### Extracted data entries:
--

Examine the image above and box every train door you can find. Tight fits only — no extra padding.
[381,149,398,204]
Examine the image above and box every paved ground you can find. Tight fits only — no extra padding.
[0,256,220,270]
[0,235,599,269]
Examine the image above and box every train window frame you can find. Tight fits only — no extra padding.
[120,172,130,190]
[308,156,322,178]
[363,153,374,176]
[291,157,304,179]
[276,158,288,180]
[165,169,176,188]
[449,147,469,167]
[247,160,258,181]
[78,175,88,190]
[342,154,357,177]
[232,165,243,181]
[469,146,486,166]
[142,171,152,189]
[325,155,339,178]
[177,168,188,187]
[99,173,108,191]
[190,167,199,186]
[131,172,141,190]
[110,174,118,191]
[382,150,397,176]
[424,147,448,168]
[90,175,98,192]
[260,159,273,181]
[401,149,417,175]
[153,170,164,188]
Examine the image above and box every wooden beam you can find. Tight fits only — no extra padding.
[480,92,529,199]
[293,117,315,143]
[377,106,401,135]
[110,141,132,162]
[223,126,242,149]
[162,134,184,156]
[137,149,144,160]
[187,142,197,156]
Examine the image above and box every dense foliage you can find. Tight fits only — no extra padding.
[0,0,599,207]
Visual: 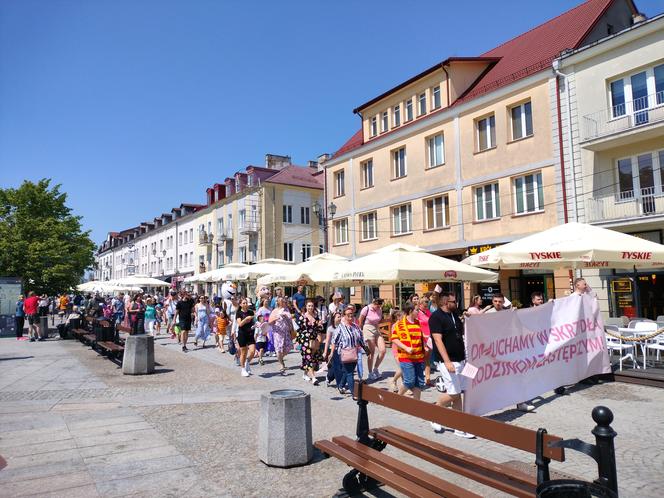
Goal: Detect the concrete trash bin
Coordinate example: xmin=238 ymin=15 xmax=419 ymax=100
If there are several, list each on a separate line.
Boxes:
xmin=122 ymin=334 xmax=155 ymax=375
xmin=259 ymin=389 xmax=312 ymax=467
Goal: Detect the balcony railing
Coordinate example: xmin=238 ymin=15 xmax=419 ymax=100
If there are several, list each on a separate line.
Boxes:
xmin=582 ymin=92 xmax=664 ymax=141
xmin=585 ymin=187 xmax=664 ymax=223
xmin=218 ymin=229 xmax=233 ymax=242
xmin=198 ymin=232 xmax=214 ymax=245
xmin=240 ymin=221 xmax=259 ymax=235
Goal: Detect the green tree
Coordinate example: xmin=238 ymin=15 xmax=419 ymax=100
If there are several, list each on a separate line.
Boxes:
xmin=0 ymin=179 xmax=96 ymax=295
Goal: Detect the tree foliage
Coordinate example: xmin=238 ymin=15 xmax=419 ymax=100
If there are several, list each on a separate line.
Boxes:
xmin=0 ymin=179 xmax=96 ymax=295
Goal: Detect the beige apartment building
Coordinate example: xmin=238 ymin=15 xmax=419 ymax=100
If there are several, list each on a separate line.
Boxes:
xmin=554 ymin=11 xmax=664 ymax=319
xmin=325 ymin=0 xmax=639 ymax=307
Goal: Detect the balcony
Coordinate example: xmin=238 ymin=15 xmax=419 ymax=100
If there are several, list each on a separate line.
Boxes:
xmin=198 ymin=232 xmax=214 ymax=245
xmin=585 ymin=187 xmax=664 ymax=224
xmin=240 ymin=221 xmax=259 ymax=236
xmin=218 ymin=230 xmax=233 ymax=242
xmin=581 ymin=92 xmax=664 ymax=145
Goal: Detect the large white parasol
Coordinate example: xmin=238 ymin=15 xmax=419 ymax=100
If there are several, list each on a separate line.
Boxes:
xmin=462 ymin=222 xmax=664 ymax=270
xmin=107 ymin=275 xmax=171 ymax=288
xmin=257 ymin=253 xmax=349 ymax=286
xmin=328 ymin=243 xmax=498 ymax=285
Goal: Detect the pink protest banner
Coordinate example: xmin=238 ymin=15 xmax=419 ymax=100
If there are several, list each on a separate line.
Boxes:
xmin=463 ymin=294 xmax=610 ymax=415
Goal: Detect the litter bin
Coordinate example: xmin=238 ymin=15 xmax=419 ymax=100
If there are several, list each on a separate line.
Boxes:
xmin=259 ymin=389 xmax=312 ymax=467
xmin=39 ymin=316 xmax=49 ymax=339
xmin=122 ymin=335 xmax=155 ymax=375
xmin=536 ymin=480 xmax=618 ymax=498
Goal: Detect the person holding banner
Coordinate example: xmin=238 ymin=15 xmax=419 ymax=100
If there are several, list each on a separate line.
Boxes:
xmin=428 ymin=293 xmax=475 ymax=438
xmin=390 ymin=303 xmax=426 ymax=400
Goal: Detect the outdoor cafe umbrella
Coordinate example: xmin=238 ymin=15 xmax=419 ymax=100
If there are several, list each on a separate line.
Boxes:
xmin=76 ymin=281 xmax=141 ymax=294
xmin=108 ymin=275 xmax=171 ymax=288
xmin=328 ymin=243 xmax=498 ymax=286
xmin=202 ymin=263 xmax=249 ymax=283
xmin=461 ymin=222 xmax=664 ymax=270
xmin=257 ymin=253 xmax=349 ymax=286
xmin=238 ymin=258 xmax=294 ymax=281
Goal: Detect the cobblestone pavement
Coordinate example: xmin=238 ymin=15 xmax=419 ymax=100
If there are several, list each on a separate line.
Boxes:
xmin=1 ymin=333 xmax=662 ymax=497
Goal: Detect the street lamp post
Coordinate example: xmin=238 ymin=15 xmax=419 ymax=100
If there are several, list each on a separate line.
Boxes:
xmin=312 ymin=200 xmax=337 ymax=253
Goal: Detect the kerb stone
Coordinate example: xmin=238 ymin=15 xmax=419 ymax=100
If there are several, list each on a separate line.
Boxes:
xmin=122 ymin=335 xmax=155 ymax=375
xmin=258 ymin=389 xmax=312 ymax=468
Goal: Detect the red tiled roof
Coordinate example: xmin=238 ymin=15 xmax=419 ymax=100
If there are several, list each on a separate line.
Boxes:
xmin=263 ymin=165 xmax=324 ymax=189
xmin=332 ymin=0 xmax=619 ymax=159
xmin=331 ymin=129 xmax=363 ymax=159
xmin=458 ymin=0 xmax=614 ymax=102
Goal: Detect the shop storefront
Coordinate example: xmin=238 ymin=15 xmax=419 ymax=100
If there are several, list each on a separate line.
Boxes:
xmin=609 ymin=272 xmax=664 ymax=319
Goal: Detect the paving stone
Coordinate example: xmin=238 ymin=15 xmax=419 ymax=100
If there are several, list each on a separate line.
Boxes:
xmin=1 ymin=470 xmax=94 ymax=497
xmin=86 ymin=454 xmax=191 ymax=482
xmin=82 ymin=444 xmax=181 ymax=466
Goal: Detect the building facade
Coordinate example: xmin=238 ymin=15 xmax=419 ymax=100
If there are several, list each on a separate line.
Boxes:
xmin=94 ymin=154 xmax=325 ymax=293
xmin=325 ymin=0 xmax=638 ymax=307
xmin=555 ymin=11 xmax=664 ymax=318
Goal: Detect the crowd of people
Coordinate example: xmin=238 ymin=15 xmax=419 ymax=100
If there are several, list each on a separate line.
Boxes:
xmin=14 ymin=278 xmax=593 ymax=438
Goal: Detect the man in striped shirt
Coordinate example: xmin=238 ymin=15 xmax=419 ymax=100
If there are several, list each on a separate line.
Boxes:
xmin=390 ymin=303 xmax=426 ymax=400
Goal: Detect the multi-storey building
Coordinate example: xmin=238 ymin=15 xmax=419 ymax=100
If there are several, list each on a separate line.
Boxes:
xmin=554 ymin=10 xmax=664 ymax=318
xmin=94 ymin=154 xmax=325 ymax=294
xmin=324 ymin=0 xmax=638 ymax=307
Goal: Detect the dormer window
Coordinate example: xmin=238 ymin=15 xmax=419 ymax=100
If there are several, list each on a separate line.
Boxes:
xmin=432 ymin=86 xmax=441 ymax=110
xmin=370 ymin=116 xmax=377 ymax=137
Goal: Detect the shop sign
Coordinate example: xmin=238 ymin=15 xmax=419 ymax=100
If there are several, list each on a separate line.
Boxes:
xmin=611 ymin=279 xmax=632 ymax=293
xmin=478 ymin=283 xmax=501 ymax=306
xmin=467 ymin=244 xmax=497 ymax=256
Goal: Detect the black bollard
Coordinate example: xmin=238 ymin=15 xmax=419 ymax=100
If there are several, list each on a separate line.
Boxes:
xmin=39 ymin=315 xmax=49 ymax=340
xmin=591 ymin=406 xmax=618 ymax=494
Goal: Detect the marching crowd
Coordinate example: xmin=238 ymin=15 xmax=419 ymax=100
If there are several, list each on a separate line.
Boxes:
xmin=14 ymin=278 xmax=591 ymax=437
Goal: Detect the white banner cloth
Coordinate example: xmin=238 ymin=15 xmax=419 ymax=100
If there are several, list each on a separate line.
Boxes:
xmin=463 ymin=294 xmax=610 ymax=415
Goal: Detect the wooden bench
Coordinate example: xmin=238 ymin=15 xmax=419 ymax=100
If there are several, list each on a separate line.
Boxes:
xmin=71 ymin=328 xmax=87 ymax=341
xmin=97 ymin=341 xmax=124 ymax=359
xmin=316 ymin=381 xmax=619 ymax=497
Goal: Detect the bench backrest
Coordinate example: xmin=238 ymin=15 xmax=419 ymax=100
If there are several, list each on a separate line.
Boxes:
xmin=354 ymin=381 xmax=564 ymax=461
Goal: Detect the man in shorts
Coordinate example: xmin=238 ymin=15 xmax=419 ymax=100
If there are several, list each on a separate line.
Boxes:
xmin=175 ymin=290 xmax=195 ymax=352
xmin=23 ymin=292 xmax=41 ymax=341
xmin=428 ymin=292 xmax=474 ymax=438
xmin=390 ymin=303 xmax=426 ymax=400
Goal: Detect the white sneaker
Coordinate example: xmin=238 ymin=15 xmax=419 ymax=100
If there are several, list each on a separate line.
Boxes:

--

### Work request:
Lines with "crowd" in them are what the answer must contain; copy each from the records above.

### Response below:
Goal: Detect the crowd of people
Goal: Detect the marching crowd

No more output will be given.